**Required task:** Put every line of the records below into a numbered list, leaving out any blank lines.

* Begin Listed records *

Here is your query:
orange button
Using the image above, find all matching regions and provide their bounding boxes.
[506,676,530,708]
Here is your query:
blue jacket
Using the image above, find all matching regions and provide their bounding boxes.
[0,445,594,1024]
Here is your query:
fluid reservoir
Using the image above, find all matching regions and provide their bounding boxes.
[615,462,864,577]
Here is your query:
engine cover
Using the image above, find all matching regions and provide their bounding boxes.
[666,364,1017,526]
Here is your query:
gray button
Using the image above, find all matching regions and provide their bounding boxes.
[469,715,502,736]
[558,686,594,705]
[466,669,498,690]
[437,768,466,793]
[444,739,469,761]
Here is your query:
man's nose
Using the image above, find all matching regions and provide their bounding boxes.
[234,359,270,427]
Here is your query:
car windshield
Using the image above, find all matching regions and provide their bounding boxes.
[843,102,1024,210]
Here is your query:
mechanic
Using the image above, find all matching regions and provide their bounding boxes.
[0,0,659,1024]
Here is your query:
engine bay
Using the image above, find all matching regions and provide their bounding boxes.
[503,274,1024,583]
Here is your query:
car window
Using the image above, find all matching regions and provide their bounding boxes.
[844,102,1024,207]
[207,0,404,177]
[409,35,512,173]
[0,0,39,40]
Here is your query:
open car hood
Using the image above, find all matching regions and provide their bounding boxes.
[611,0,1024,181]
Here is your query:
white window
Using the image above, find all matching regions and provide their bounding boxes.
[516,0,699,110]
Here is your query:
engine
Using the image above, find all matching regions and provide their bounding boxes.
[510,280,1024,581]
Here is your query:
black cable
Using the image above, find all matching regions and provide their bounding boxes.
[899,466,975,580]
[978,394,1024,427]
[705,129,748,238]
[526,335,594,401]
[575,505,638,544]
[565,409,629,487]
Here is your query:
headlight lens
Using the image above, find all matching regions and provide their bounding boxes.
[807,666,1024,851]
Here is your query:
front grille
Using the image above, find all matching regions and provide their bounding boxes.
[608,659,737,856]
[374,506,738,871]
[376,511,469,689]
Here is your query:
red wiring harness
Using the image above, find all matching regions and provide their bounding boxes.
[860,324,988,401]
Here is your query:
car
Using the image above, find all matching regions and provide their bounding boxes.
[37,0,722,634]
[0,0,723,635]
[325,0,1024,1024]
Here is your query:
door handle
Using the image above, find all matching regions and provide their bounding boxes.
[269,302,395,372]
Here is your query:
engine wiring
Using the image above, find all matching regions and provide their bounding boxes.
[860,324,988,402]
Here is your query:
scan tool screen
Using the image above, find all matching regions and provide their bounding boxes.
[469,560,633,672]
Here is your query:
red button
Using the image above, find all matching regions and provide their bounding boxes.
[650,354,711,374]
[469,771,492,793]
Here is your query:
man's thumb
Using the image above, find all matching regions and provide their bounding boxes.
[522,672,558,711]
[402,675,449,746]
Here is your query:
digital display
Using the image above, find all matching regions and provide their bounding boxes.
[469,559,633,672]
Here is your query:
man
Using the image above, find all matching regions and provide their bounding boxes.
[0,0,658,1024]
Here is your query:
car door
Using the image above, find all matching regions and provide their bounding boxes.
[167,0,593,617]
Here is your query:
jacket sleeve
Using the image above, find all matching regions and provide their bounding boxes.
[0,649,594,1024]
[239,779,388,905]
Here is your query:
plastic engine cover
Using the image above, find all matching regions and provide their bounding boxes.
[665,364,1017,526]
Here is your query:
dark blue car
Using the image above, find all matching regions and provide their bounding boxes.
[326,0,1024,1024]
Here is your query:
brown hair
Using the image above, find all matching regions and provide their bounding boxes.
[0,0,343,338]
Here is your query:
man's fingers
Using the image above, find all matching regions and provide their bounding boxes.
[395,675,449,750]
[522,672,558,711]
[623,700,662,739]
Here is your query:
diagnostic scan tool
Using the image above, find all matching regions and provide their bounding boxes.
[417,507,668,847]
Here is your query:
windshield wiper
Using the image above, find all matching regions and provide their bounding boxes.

* End Listed records *

**Task output:**
1. Here is your query:
2. orange button
3. Using the image above, find all matching regions and provide their bounding boxes.
4. [506,676,530,708]
5. Here is your query:
6. blue jacket
7. Using the image above, find all matching regions and provide their bounding boxes.
8. [0,445,594,1024]
9. Here is your query:
10. fluid reservoir
11. Using the image above, find all matching regions and provide their bounding boxes.
12. [615,462,864,577]
13. Here is your query:
14. engine cover
15. Using the image above, find all matching regions and provide their bounding boxes.
16. [666,364,1017,526]
17. Here is your query:
18. gray button
19. Using the image above, find all matching regions and provide their bounding boxes.
20. [469,715,502,736]
21. [558,686,594,705]
22. [466,669,498,690]
23. [437,768,466,793]
24. [444,739,469,761]
25. Here is your query:
26. man's nose
27. Using the image above, find all matching regions and provide their bounding boxes.
28. [234,359,270,427]
29. Here is your query:
30. car windshield
31. Using the image above, find all matching regions and provide their bounding boxes.
32. [843,102,1024,210]
33. Here is your query:
34. mechanic
35. Using the image above, find all matching regions and provide their bounding boxes.
36. [0,0,659,1024]
37. Here is your query:
38. engine bay
39. Using the image above, find all matching regions and provide their bounding boxes.
40. [503,274,1024,583]
41. Here is your query:
42. car window
43. Using the image above, find all matching regions and provide their bounding boxes.
44. [844,102,1024,207]
45. [207,0,404,177]
46. [409,35,512,173]
47. [0,0,39,40]
48. Here is your query:
49. open car hood
50. Using the image above, find all matching regions and provide their bounding boxes.
51. [611,0,1024,181]
52. Here is your query:
53. white window
54. Using the image above, find all matching regions and provide their bounding boxes.
55. [516,0,699,110]
56. Here is your query:
57. engine
58. Using the image above, find all matching regions and provide their bounding boxes.
59. [510,280,1024,581]
60. Here is your query:
61. black cable
62. Using the image above, find all matching regions and provide their bounding boxes.
63. [899,466,975,580]
64. [978,394,1024,427]
65. [705,129,748,238]
66. [526,335,594,401]
67. [575,505,638,544]
68. [565,409,629,487]
69. Here is your query:
70. headlight lens
71. Using the image above, find all matching regions and provide their bounding boxes.
72. [807,666,1024,851]
73. Here is your query:
74. front grille
75. Using the image above, find all matching regions and provide their bounding boxes.
76. [608,659,737,856]
77. [374,506,738,871]
78. [376,511,469,689]
79. Here is your query:
80. red wiring harness
81. Using the image above, find all matching regions and provide their bounding boxes.
82. [860,324,988,401]
83. Here is your query:
84. car
85. Using the image above, find all matching regions and provide their bounding boxes.
86. [37,0,722,634]
87. [0,0,723,635]
88. [325,0,1024,1024]
89. Here is your query:
90. door handle
91. Using the image above, find all matching regions and provide their bounding boxes.
92. [269,302,395,372]
93. Here is your query:
94. engine wiring
95. Using the image above, find all matching regions and provide their bounding boxes.
96. [860,324,988,402]
97. Here is your query:
98. scan tool screen
99. Using the image above, find all matching regions and provide their bounding boxes.
100. [469,560,633,672]
101. Here is your query:
102. red button
103. Using the image above, find all matching regions and provide their bounding boxes.
104. [650,354,711,374]
105. [469,771,492,793]
106. Here is your query:
107. man's thumb
108. Using the image above, find all matching regions and provide their bounding boxes.
109. [522,672,558,711]
110. [402,675,449,746]
111. Here is your query:
112. digital display
113. Using the image above, find all matching regions and provide their bounding boxes.
114. [469,559,633,672]
115. Here is your query:
116. man
117. Using the image above, find all matching regions and provide their bounding boxes.
118. [0,0,658,1024]
119. Here is your query:
120. car door
121. Using the image above, find all matching regions and provide their bounding boxes.
122. [167,0,593,617]
123. Here is your query:
124. jacket sleeve
125. Using the image above, find all matching regions and provide their bounding boxes.
126. [0,649,594,1024]
127. [239,779,388,905]
128. Here is your query:
129. plastic engine cover
130. Using the image above, find all matching regions and provide their bounding boxes.
131. [665,364,1017,526]
132. Here is your query:
133. dark blue car
134. Using the image above, find all matching regions and provide their bounding boxes.
135. [326,0,1024,1024]
136. Here is your query:
137. brown hair
138. Using the image above, find all matching regions and provide their bounding boxes.
139. [0,0,343,338]
140. Here is your query:
141. man's fingers
142. Using the image above, find all matching regions and provide their bounding boxes.
143. [395,675,449,750]
144. [522,672,558,711]
145. [623,700,662,739]
146. Here is your query:
147. diagnostic scan tool
148. Using the image above, find all matching regions and provide their bounding boxes.
149. [417,507,668,847]
150. Here is your query:
151. windshield wiper
152. Using the image above, find all matching regions and provide their bounding boxes.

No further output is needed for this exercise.